**Work instructions:**
**A)** In the forum comment on Chrome 77 drag and drop, what share of stable users had the revised hit testing code enabled during the field trial?
**B)** Based on the forum comment on Chrome 77 drag and drop, answer yes or no to each statement below, and quote the words that decide it: (i) The new bug was found before the rollout of version 77 began. (ii) The fix was moved to Chrome 78. (iii) Disabling the field trial and reverting the fix at the same time was considered.
**C)** Translate this sentence from the forum comment on Chrome 77 drag and drop into Spanish: "Unfortunately, this new bug was only discovered partway through version 77's rollout."

**Passage given:**
+++++

Chrome 77 Breaking Drag and Drop Events - ardenpm
https://bugs.chromium.org/p/chromium/issues/detail?id=1005747
======
sgentle
If I'm reading the issue thread correctly, it seems that a big revision of the
hit testing code was being field trialled (ie enabled for 1% of stable users)
and a fix to that code in Chrome 77 caused a bug for the other 99%.
Unfortunately, this new bug was only discovered partway through version 77's
rollout.

So now there's a bit of a pinch: revert the fix (and break it for the 1%), or
leave it (break it for the 99%). Presumably, you could disable the field trial
AND revert the fix at the same time, but that wasn't considered. I'm not sure
why, but my guess would be that it's a pain in the butt to coordinate both
rollout systems.

Obviously the right answer is to make a new fix that doesn't break things for
any users, but fixes take time and the release was already halfway rolled out.
I think that's where the discussion about impact came from, and the initial
assessment was that it wouldn't break much stuff, so the fix was bumped to the
next release (Chrome 78).

+++++

**Provided information:**
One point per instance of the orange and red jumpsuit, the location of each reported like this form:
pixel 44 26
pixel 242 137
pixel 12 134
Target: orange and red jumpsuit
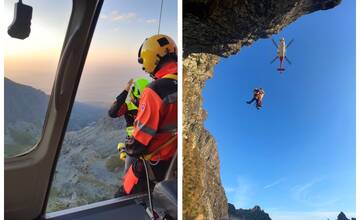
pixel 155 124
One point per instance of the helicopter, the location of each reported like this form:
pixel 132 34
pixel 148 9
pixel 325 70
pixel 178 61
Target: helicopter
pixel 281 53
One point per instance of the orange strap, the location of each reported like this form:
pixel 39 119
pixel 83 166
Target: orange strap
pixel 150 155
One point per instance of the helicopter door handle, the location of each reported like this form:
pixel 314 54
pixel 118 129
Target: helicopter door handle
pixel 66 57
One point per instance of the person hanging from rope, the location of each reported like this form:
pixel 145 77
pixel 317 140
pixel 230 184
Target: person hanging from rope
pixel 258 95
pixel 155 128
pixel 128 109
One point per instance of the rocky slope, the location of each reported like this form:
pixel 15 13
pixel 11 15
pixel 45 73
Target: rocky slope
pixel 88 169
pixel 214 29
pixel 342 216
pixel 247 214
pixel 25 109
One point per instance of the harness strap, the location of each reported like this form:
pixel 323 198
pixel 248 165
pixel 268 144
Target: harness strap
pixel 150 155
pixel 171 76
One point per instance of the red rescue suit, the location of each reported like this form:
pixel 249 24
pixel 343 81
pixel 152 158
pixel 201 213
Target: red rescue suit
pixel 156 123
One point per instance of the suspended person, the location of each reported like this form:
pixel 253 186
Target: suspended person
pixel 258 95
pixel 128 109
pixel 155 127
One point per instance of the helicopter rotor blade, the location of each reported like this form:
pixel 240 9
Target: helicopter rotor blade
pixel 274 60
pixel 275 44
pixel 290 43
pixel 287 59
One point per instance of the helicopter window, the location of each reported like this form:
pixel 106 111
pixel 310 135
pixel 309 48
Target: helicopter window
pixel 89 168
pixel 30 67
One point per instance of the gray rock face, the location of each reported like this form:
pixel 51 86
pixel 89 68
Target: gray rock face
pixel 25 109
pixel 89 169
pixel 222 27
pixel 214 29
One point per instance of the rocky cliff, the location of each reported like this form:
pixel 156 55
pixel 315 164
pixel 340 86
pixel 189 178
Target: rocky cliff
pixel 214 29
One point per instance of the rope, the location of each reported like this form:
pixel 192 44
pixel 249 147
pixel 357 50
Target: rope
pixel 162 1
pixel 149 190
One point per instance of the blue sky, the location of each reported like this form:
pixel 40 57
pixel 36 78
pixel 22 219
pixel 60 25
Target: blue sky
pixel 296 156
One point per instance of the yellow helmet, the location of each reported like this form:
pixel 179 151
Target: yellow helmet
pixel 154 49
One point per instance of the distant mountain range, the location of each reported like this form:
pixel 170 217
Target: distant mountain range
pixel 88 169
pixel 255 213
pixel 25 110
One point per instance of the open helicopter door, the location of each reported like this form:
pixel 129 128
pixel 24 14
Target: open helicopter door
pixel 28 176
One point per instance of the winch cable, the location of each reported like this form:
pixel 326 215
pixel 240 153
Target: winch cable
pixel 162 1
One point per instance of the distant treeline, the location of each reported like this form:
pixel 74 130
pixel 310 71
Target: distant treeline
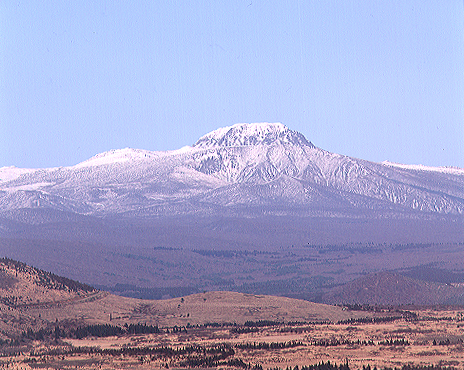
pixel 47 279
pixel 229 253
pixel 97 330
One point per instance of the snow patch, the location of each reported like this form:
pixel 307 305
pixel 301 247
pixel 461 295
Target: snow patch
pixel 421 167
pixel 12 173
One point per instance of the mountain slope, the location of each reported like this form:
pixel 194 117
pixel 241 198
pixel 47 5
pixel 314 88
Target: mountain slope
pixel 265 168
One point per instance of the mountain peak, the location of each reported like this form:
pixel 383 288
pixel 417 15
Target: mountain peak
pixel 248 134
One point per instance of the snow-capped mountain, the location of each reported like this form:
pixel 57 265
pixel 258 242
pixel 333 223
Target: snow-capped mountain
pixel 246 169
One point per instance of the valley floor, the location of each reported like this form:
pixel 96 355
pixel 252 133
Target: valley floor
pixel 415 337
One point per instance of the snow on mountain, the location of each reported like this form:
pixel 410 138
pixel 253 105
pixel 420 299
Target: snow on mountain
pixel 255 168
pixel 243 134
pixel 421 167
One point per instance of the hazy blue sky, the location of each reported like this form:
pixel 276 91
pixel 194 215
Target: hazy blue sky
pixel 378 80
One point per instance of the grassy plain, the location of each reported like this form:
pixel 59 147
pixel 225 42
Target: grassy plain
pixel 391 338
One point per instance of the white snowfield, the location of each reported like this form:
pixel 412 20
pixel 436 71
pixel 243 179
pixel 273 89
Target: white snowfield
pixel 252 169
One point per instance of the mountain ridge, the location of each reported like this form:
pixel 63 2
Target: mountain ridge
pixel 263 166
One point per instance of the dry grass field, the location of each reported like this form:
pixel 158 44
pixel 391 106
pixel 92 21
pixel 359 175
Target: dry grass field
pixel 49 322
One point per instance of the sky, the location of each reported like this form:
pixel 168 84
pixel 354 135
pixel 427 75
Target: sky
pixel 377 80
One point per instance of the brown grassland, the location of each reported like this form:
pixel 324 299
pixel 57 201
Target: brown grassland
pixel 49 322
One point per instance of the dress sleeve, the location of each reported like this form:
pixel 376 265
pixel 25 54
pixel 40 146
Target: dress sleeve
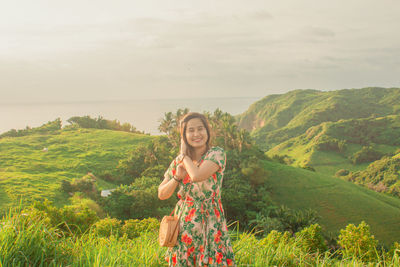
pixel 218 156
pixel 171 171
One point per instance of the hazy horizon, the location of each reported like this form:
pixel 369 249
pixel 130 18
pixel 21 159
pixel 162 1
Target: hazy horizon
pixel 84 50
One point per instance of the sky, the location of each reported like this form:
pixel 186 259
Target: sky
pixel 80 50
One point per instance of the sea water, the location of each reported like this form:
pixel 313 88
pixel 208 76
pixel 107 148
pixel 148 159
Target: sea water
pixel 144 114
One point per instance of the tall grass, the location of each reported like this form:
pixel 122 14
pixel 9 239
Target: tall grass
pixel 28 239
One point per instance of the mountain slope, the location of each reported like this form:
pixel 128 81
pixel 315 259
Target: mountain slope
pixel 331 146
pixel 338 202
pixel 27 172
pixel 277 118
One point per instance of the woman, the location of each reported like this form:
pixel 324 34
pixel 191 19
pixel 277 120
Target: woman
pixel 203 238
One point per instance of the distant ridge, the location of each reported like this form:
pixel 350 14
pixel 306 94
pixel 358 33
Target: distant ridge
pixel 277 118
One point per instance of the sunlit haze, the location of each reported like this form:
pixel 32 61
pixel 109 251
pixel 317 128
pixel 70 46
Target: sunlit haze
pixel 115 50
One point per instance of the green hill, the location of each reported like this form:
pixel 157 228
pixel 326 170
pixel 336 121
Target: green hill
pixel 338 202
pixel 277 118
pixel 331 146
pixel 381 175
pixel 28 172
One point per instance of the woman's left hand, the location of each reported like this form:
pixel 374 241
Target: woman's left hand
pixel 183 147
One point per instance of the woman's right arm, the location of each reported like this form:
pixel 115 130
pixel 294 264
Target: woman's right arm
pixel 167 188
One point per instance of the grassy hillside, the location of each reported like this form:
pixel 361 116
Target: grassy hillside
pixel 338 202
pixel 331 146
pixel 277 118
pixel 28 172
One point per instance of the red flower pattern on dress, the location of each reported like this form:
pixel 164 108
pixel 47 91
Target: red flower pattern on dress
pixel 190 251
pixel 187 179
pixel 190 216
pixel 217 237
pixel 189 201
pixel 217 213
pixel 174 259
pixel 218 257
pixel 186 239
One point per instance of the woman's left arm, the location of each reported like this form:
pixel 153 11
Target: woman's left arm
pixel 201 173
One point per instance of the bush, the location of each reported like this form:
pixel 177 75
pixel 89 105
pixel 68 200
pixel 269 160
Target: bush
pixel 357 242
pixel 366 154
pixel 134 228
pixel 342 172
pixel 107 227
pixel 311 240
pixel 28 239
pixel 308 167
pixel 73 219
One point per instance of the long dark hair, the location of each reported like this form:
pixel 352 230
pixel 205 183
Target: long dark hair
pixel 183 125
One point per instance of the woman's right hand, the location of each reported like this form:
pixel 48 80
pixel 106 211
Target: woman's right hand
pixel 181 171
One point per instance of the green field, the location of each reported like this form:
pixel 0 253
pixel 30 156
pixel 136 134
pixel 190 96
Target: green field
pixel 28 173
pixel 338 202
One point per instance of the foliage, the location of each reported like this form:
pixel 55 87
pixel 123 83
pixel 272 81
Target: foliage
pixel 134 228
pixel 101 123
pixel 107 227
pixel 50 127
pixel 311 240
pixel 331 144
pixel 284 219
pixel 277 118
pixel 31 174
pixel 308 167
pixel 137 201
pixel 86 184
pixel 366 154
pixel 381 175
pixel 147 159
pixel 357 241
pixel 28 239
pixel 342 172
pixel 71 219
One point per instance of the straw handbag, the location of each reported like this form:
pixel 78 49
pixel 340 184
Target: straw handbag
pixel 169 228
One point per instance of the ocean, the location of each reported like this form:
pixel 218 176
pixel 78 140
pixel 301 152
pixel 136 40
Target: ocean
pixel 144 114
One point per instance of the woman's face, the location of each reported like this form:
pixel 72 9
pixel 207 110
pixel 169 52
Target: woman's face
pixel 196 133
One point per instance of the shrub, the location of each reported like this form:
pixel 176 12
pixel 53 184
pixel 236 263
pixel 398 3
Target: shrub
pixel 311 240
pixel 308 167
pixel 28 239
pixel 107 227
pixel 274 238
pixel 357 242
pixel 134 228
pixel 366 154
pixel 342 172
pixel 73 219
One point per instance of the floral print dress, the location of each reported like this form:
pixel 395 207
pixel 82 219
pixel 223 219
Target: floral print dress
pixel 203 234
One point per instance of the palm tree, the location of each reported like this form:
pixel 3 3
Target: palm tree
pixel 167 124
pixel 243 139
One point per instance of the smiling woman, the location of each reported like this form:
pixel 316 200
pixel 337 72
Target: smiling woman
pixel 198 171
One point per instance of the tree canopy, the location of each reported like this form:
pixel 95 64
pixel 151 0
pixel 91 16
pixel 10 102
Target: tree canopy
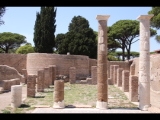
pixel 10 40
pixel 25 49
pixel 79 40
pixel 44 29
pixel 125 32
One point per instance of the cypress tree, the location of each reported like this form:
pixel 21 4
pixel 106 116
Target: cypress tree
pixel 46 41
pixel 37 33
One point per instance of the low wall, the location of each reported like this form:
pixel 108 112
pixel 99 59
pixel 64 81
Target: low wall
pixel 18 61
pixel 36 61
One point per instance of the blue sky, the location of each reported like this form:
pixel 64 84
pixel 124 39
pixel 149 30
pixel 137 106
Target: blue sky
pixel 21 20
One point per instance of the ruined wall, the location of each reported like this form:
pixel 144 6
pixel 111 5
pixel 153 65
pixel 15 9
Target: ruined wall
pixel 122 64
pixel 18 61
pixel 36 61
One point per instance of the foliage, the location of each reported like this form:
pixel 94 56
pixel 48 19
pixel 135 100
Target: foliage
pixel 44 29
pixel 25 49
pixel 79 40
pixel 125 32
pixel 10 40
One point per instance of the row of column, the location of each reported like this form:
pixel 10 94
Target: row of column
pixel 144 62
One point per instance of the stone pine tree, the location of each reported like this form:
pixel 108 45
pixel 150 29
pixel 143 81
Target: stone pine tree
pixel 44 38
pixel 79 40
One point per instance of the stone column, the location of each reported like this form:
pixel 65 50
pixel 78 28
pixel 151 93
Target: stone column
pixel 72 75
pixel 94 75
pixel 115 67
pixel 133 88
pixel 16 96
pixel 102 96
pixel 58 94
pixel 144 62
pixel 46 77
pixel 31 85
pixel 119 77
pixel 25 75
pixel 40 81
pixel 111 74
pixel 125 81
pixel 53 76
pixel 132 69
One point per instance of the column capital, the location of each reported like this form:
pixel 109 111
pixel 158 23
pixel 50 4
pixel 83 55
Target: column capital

+++++

**Expected answers:**
**A)** 1% of stable users.

**B)**
(i) No: "this new bug was only discovered partway through version 77's rollout."
(ii) Yes: "the fix was bumped to the next release (Chrome 78)."
(iii) No: "but that wasn't considered."

**C)** Lamentablemente, este nuevo error solo se descubrió a mitad del despliegue de la versión 77.